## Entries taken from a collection
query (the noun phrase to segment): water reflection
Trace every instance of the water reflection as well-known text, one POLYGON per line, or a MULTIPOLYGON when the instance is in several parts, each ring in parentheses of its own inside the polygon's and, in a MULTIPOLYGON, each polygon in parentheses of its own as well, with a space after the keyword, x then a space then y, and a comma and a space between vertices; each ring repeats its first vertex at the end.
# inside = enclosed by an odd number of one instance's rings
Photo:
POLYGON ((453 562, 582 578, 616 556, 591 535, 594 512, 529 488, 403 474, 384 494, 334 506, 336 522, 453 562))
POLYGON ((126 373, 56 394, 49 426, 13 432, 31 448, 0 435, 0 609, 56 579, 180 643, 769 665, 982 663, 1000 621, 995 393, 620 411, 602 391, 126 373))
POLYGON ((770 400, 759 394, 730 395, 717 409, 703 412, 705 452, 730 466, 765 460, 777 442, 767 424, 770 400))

## What you are asked to do
The data above should be output exactly, with each line intact.

## Exercise response
query (the noun phrase to segment): water reflection
Trace every instance of the water reflection as well-known text, one POLYGON per line, or a MULTIPOLYGON when the instance is in several parts, each ring in parentheses of its own inside the polygon's and, in a MULTIPOLYGON, each polygon in parentheses of its own as well, with a space after the keyword, x then a space then y, and a comma and a space between vertices; each ring repeats its first vertex at the end.
# inside = enclosed by an odd number of one instance's rings
Photo:
POLYGON ((453 562, 582 578, 616 556, 591 535, 594 512, 529 488, 403 474, 384 494, 334 506, 336 522, 453 562))
POLYGON ((126 373, 56 394, 49 426, 13 432, 31 448, 0 435, 0 609, 56 579, 180 643, 769 665, 982 663, 1000 621, 995 393, 620 411, 602 391, 126 373))
POLYGON ((770 400, 759 394, 730 395, 717 409, 703 412, 705 452, 730 466, 765 460, 777 442, 767 424, 770 400))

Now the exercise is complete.